### Extract provided

******************************

This invention is directed to material reduction rotary grinding mills of the ball, rod or autogenous type, and in particular to an improved discharge arrangement for such mills.
The present day trend to increase in grinding mill sizes particularly mill length has accentuated the problems encountered in providing adequate mill throughput together with optimum grinding media carrying capacity.
Two approaches to the problem of mill discharge as presently practiced comprise:
(1) the provision of grates at the discharge head, permitting passage of pulp to the head lifter zone, for readily inward displacement to the discharge orifice.
(2) the provision of a high level discharge through the mill orifice by fluid gradient referred to as an overflow mill.
The first mill type resuts in a so-called low level discharge mill, wherein the pulp exit level is maintained at a fairly low level in the mill drum. Unfortunately, the grates used are subject to becoming blocked, when plugging takes place. In the case of ball, pebble and autogenous mills the media which comprise a portion of the charge of the mill and serve to impact and grind down the rest of the charge, also wear down until they approach the size of the grate apertures, and can then be come wedged therein to cause plugging, increases in mill length, relative to diameter with corresponding need for increased grate throughput per unit area of grate lead more rapidly to plugging of the grates, with associated discharge problems.

******************************

### Given information
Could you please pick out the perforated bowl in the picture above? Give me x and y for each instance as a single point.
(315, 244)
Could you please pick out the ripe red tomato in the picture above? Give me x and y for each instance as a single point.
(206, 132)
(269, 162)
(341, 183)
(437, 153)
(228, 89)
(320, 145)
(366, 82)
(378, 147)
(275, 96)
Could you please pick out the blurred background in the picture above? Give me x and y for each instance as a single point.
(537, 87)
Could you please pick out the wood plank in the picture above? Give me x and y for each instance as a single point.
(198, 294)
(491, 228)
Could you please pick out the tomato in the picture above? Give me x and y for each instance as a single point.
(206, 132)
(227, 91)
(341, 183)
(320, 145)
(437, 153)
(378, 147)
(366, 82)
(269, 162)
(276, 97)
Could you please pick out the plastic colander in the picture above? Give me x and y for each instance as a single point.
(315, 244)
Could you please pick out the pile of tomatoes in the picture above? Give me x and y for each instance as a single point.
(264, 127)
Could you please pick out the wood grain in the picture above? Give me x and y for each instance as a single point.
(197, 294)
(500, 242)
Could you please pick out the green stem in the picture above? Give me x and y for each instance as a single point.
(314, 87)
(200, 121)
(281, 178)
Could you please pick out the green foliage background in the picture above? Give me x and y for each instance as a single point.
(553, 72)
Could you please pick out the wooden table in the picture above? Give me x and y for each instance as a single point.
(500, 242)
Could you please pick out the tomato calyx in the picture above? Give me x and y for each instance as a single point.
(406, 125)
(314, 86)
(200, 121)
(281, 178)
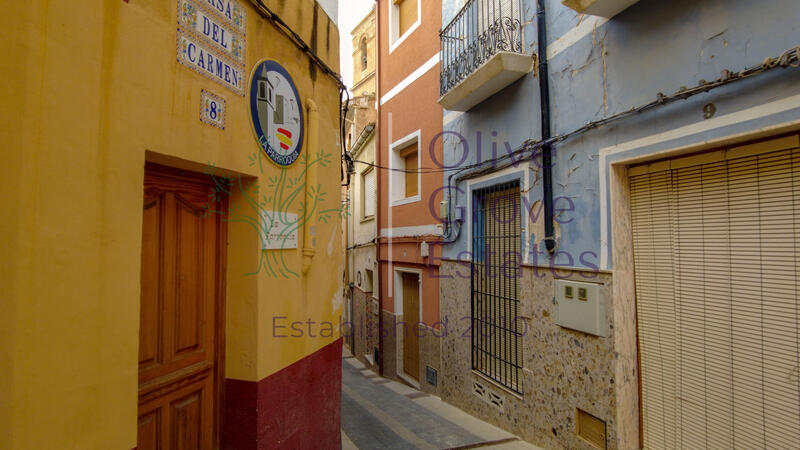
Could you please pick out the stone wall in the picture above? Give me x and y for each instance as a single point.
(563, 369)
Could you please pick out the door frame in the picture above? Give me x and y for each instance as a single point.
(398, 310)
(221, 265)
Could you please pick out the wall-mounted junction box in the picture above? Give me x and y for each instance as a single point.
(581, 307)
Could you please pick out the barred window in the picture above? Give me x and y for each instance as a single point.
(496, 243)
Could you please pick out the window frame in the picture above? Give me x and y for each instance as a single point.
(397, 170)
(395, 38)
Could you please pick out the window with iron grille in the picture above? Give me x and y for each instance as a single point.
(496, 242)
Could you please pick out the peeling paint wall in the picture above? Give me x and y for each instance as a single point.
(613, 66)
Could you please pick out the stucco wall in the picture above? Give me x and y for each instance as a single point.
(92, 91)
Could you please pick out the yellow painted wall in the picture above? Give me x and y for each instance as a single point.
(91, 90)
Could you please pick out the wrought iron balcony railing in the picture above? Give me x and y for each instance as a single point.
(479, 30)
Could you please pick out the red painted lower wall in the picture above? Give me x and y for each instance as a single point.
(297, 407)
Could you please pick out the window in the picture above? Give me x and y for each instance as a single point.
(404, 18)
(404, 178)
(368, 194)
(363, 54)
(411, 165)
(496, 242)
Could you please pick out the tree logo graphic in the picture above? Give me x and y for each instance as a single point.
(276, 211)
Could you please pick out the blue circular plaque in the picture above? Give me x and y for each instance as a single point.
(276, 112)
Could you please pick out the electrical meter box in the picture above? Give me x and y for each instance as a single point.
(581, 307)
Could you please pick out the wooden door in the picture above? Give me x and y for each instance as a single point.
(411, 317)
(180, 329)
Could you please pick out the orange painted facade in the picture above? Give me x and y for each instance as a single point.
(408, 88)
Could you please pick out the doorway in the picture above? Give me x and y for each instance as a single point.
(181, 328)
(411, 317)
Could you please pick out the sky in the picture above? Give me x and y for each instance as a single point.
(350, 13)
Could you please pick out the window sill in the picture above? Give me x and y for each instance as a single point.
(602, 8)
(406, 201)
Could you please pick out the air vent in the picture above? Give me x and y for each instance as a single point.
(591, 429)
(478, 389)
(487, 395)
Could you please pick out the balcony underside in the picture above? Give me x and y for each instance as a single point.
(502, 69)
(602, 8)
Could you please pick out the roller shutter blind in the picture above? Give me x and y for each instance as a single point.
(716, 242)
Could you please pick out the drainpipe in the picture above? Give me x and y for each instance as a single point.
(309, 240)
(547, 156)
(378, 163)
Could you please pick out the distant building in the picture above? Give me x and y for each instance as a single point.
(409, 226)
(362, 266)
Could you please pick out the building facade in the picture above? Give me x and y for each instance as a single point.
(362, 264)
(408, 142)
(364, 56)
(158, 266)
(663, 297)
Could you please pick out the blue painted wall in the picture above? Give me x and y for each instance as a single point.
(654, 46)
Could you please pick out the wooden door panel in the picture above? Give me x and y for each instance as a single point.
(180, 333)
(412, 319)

******************************

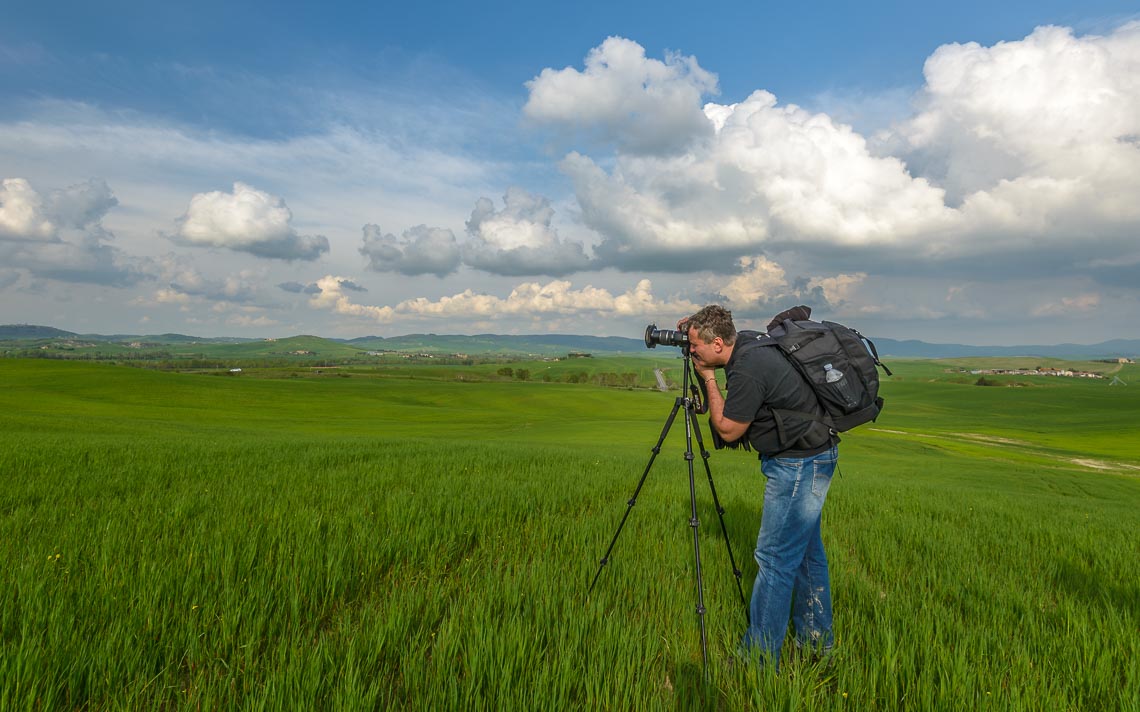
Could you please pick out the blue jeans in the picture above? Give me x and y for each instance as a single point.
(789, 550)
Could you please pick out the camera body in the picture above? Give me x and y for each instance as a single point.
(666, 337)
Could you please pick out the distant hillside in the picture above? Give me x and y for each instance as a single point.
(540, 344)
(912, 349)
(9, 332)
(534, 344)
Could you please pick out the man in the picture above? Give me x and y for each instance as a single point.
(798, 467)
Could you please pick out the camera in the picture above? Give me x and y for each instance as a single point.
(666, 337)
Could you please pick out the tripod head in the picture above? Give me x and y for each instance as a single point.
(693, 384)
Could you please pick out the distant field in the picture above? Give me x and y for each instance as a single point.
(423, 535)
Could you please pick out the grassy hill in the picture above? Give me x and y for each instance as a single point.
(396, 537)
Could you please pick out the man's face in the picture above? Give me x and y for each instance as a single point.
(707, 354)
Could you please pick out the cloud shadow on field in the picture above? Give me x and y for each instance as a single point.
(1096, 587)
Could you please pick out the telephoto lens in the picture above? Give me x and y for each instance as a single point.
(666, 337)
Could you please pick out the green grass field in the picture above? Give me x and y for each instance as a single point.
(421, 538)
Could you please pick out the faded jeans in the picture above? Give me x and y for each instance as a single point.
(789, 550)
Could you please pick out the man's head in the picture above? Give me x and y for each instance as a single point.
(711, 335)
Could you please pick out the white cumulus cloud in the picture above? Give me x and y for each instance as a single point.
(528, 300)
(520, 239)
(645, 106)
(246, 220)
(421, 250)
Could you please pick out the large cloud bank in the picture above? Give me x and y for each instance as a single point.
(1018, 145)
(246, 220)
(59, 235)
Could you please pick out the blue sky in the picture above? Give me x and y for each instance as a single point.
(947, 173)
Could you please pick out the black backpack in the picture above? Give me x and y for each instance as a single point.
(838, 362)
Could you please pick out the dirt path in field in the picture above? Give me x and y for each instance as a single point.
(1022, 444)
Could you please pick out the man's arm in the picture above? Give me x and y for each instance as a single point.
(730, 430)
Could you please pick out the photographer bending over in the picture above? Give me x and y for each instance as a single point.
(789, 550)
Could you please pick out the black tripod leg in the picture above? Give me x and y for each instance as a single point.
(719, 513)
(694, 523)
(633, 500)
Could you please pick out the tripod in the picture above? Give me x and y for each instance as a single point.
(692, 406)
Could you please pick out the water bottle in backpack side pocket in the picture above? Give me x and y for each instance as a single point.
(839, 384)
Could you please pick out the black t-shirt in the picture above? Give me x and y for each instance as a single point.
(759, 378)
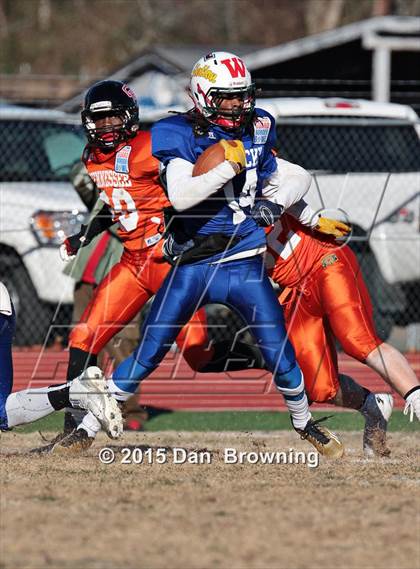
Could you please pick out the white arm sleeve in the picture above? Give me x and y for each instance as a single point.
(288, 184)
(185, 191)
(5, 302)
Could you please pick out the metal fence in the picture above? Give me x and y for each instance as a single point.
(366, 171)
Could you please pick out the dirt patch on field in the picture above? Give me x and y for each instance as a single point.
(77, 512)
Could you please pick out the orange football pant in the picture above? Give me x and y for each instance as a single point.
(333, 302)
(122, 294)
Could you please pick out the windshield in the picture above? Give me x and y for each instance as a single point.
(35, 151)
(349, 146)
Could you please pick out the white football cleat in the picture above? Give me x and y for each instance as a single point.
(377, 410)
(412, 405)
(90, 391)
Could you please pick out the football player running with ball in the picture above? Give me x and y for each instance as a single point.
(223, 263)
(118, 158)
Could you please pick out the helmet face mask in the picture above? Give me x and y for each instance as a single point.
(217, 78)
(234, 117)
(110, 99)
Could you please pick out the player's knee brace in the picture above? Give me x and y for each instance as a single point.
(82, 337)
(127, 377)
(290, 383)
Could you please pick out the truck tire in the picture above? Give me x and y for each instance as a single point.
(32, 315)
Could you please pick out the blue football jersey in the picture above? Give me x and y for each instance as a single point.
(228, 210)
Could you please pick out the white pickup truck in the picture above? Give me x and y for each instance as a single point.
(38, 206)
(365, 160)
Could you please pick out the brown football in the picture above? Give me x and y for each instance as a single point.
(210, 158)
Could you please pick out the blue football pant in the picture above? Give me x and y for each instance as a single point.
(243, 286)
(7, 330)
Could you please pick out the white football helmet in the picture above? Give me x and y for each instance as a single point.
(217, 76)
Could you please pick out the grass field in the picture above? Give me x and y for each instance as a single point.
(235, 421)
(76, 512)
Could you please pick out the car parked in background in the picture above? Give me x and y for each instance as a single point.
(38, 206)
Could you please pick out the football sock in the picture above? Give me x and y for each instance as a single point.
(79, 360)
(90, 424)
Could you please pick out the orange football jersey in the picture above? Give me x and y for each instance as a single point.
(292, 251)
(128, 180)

******************************

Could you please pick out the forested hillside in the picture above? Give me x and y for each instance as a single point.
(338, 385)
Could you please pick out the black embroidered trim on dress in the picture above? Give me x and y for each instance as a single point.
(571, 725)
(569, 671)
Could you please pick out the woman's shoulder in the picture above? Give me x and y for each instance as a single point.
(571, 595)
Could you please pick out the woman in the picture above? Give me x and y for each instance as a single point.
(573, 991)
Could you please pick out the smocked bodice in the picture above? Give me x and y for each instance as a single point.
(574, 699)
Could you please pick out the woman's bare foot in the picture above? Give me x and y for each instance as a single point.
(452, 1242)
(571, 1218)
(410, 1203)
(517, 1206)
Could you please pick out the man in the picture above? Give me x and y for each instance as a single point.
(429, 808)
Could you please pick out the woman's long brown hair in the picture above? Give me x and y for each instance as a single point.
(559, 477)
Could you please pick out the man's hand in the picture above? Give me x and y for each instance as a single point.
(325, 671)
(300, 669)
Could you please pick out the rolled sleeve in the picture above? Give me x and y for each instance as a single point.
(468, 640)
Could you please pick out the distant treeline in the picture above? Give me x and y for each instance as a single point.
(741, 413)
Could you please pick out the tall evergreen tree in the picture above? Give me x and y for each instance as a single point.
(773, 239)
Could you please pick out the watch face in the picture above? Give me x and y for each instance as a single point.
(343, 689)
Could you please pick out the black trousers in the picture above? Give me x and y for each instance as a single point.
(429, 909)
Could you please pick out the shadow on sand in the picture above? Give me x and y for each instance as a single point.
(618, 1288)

******************************

### Brief 1
From the grinding mill extract, copy word for word the passage that begins at "The present day" and stops after "an overflow mill.".
### Brief 2
Answer these questions from the grinding mill extract:
(a) Which three types of rotary grinding mill does the invention address?
(b) What is the mill with a high level discharge through the mill orifice by fluid gradient called?
(c) What can happen when grinding media wear down until they approach the size of the grate apertures?

### Full output 1
The present day trend to increase in grinding mill sizes particularly mill length has accentuated the problems encountered in providing adequate mill throughput together with optimum grinding media carrying capacity.
Two approaches to the problem of mill discharge as presently practiced comprise:
(1) the provision of grates at the discharge head, permitting passage of pulp to the head lifter zone, for readily inward displacement to the discharge orifice.
(2) the provision of a high level discharge through the mill orifice by fluid gradient referred to as an overflow mill.

### Full output 2
(a) Ball, rod, and autogenous mills.
(b) An overflow mill.
(c) They can become wedged in the grate apertures and cause plugging.